§ **Instruction 1**:
Pull out every line of the entries below that contains the string "bald", matching case exactly.

§ **Source text**:
+-------+
Kids giving presents to teachers, bus drivers, etc?

So, when I went to elementary (public) school in Canada wayyyyyy back in the 70s absolutely no one gave presents to his or her teacher.

Fast forward to the 21st century, my kids are 7 and 8, and my wife insists on buying a small gift for each of them to give to their teacher and another to the bus driver. She does this at Christmas and year end: today. (BTW - They’re in a Catholic school so the Christmas thing isn’t a hot button.)

  1. Is this normal in your part of the planet?
  2. When did this become standard practice?
  3. Do you agree with this? I mean, if everyone participates, each teacher is taking home a loot of 20-odd presents twice a year. And the bus drivers with double runs could score 100!
  4. I’m thinking this ends in High School with multiple teachers and all, right?
+-------+
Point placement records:
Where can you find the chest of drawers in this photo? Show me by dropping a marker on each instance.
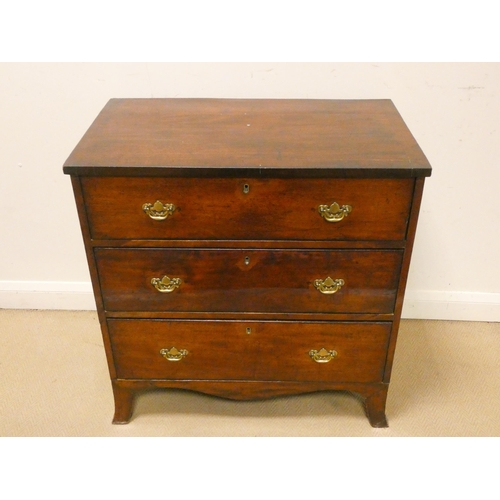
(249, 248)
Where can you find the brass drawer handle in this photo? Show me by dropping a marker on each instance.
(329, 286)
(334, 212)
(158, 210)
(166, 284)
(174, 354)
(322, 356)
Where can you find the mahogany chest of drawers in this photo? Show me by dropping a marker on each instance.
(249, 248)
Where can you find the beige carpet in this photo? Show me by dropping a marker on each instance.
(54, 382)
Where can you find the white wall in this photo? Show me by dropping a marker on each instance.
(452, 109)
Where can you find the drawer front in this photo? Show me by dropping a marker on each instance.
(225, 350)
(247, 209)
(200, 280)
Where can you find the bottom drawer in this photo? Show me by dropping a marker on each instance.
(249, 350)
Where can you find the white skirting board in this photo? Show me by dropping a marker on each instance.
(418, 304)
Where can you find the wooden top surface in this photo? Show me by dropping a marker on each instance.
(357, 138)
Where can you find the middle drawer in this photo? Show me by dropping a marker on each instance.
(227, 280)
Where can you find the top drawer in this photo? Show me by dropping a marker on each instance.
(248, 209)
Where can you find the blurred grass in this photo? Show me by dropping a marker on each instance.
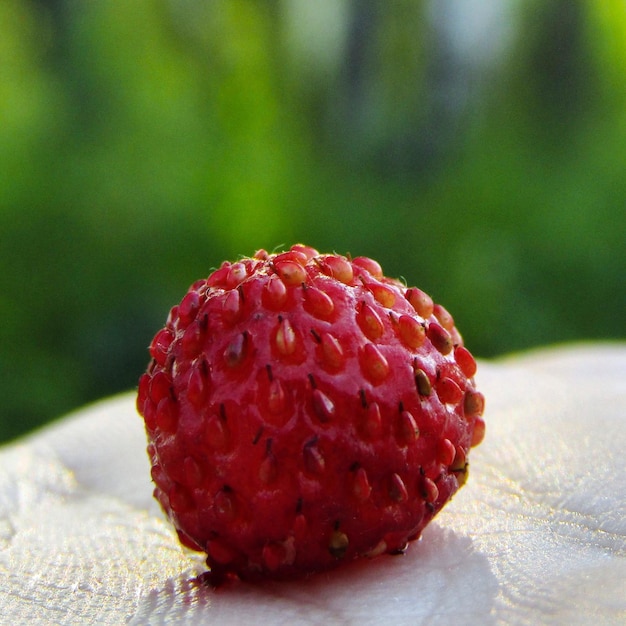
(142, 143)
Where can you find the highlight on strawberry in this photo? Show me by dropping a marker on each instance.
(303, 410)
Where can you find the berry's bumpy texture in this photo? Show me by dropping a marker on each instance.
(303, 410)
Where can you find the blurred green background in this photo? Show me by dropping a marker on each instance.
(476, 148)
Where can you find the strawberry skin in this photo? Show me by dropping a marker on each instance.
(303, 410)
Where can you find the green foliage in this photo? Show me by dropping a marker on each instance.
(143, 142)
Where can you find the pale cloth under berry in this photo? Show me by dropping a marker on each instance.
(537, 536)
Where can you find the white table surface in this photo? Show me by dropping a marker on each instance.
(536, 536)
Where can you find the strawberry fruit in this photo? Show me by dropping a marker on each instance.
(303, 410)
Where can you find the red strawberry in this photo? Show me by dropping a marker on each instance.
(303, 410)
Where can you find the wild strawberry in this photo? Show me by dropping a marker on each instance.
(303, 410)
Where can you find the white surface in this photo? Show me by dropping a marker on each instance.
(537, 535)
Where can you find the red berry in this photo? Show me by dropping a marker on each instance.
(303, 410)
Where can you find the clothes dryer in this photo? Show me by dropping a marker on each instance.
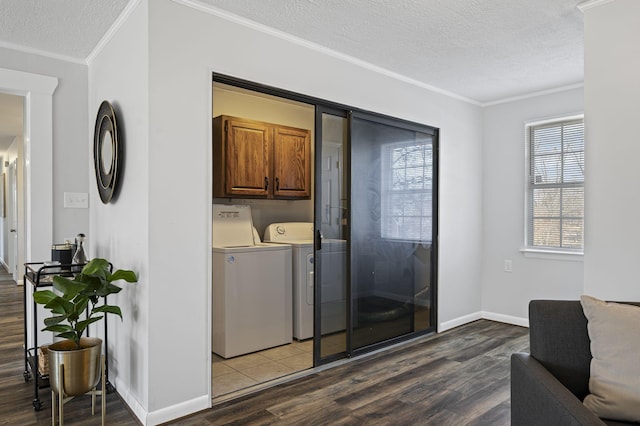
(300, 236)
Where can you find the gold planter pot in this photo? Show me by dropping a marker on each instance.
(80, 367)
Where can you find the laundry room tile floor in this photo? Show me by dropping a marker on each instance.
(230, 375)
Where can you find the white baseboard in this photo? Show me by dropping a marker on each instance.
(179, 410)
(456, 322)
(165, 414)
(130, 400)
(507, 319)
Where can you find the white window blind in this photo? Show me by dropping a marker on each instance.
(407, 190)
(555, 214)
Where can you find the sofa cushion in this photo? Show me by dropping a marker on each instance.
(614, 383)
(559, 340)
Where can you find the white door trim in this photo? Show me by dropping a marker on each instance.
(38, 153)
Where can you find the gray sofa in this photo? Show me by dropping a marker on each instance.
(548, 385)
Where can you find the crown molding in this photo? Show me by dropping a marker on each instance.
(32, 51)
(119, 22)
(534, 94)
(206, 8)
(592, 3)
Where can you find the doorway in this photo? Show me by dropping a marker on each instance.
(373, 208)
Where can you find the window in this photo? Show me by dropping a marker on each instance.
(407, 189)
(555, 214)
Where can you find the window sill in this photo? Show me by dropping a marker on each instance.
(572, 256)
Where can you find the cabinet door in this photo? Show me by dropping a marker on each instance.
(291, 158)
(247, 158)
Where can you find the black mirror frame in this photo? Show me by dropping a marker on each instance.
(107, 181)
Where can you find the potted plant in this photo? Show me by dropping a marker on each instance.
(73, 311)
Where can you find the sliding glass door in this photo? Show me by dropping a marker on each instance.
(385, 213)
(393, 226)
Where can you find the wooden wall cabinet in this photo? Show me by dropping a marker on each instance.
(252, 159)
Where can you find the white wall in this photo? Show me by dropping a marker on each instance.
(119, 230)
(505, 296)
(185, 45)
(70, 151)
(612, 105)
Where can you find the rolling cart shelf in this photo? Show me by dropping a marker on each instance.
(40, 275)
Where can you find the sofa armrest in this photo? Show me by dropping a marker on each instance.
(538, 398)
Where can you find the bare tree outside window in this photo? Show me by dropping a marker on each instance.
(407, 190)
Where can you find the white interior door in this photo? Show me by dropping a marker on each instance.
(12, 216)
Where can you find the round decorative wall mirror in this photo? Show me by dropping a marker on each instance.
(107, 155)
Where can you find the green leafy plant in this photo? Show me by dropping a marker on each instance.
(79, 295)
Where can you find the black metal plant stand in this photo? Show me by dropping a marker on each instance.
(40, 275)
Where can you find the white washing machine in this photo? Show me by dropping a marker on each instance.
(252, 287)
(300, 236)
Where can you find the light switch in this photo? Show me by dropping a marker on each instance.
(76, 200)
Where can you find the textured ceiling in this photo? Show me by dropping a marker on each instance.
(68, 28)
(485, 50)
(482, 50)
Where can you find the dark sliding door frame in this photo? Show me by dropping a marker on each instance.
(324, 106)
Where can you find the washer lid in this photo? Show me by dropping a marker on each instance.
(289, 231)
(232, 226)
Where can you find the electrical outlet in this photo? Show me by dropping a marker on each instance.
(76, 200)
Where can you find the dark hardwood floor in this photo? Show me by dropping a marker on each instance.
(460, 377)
+-------+
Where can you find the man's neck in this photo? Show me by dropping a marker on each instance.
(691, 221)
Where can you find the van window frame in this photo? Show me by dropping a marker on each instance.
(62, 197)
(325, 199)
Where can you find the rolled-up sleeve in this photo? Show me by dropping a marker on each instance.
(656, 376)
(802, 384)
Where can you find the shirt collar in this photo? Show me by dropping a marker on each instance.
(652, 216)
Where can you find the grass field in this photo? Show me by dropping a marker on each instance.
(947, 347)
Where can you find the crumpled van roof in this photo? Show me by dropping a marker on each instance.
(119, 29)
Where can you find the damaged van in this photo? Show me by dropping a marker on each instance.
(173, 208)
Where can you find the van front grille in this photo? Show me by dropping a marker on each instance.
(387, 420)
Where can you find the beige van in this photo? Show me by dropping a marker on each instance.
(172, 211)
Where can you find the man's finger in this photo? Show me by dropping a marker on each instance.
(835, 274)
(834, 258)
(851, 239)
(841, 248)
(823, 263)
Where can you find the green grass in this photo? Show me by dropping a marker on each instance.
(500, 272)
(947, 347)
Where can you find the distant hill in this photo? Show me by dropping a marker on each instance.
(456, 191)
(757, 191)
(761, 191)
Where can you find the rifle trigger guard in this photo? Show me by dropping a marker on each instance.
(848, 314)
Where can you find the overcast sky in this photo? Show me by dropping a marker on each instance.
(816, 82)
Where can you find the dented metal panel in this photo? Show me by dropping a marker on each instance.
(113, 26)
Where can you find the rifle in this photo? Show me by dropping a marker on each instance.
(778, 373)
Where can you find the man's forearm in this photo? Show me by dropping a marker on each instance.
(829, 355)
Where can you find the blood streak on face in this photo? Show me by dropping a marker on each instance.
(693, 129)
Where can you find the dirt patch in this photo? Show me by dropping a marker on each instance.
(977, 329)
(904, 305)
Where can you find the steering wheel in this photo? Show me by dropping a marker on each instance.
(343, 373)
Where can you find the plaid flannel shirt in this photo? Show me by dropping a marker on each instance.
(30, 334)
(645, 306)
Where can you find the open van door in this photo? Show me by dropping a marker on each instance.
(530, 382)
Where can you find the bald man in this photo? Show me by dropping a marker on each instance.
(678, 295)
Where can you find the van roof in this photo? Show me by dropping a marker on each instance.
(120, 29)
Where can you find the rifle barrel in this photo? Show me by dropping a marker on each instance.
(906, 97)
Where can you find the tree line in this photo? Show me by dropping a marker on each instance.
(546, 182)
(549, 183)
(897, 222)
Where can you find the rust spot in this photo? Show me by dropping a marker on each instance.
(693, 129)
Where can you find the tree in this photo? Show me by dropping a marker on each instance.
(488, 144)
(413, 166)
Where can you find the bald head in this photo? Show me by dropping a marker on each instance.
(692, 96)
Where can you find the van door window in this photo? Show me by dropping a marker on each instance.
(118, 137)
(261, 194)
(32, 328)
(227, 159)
+-------+
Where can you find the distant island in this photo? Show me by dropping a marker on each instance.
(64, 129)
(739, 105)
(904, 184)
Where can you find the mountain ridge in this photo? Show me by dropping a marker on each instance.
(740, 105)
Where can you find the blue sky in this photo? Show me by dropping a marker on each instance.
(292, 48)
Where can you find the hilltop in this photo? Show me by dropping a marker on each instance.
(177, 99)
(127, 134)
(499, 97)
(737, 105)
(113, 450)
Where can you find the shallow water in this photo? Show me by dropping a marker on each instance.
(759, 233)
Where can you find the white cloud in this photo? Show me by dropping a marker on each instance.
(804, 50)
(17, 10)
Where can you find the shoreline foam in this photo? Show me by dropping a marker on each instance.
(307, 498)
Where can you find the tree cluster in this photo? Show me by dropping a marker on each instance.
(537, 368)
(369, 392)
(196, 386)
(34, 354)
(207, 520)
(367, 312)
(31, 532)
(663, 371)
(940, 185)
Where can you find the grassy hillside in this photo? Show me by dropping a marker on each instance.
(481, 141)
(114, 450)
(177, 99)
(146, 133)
+-------+
§ **Instruction 2**:
List every sentence in the gift-giving post above that ends with a question mark.

§ **Task answer 1**:
Where can you find the bald man in this photo? Show me by dropping a marker on each instance.
Where can you find the bald head in this photo? Show me by dropping a marker on each instance.

§ **Task answer 2**:
- Kids giving presents to teachers, bus drivers, etc?
- Is this normal in your part of the planet?
- When did this become standard practice?
- Do you agree with this?
- I’m thinking this ends in High School with multiple teachers and all, right?